Fighting fascism

To engage in politics belongs to the DNA of Göttingen, Germany. Every week you’ll see rallies and demonstrations on local, national and international topics. The city has today a strong left scene which is because of the importance of the university (of the 120,000 inhabitants 30,000 are students), but also as a reaction to the fact that the city during Nazi times embraced the NSDAP fast. Already in 1930 the Nazi party received 37.8 % of the local votes.

Conny-Wessmann-Denkmal, Göttingen
Conny-Wessmann-Denkmal, Göttingen

At the end of the 1980s there were many conflicts with neo-fascists in and around Göttingen. Groups of them appeared to provoke and attack, especially the left-wing Jugendzentrum Innenstadt (Juzi) was a target multiple times. The left scene organized and was able to mobilize a hundred of antifascists to react to these provocations.

This also happened on November 17th, 1989, when a group of fascists gathered at the city center and was forced to leave by the police. Meanwhile the Antifa was mobilizing and part of that was Conny Wessmann, a 24 years old student. When she arrived with her group the fascists already had gone, but the police decided to search and identify the members of the group close to the Iduna-Zentrum in the Weender Landstraße.

- **DATA PROVIDED**
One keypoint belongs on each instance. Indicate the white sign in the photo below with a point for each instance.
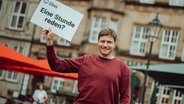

- **LIST OF TASKS**
(a) Which proper names of sites in Göttingen appear in the piece on fighting fascism? List them all.
(b) Answer these questions from the piece on fighting fascism, one line each:
(i) How many of Göttingen's inhabitants are students?
(ii) What percentage of the local vote did the Nazi party receive in 1930?
(iii) How old was Conny Wessmann?
(c) Write a continuation of the piece on fighting fascism in Göttingen, starting after its final sentence.

- **TASK-BY-TASK OUTPUTS**
(a)
- Conny-Wessmann-Denkmal
- Jugendzentrum Innenstadt (Juzi)
- Iduna-Zentrum
- Weender Landstraße

(b)
(i) 30,000 of the 120,000 inhabitants.
(ii) 37.8%.
(iii) 24 years old.

(c)
Conny Wessmann, tried to flee and ran onto the four-lanes wide Weender Landstraße where she was hit by a car and died. Depending on your political standpoint this was either called a tragical accident or a political murder. It was a shock for the left scene and the other inhabitants of the city. For months people were gathering there to remember, every year a demonstration happened. The graffito ‘17. 11. 89 Conny von den Bullen ermordet‘ could be found everywhere throughout the city. Today a memorial stone and an abstract artwork commemorate what happened close to the Weender Tor.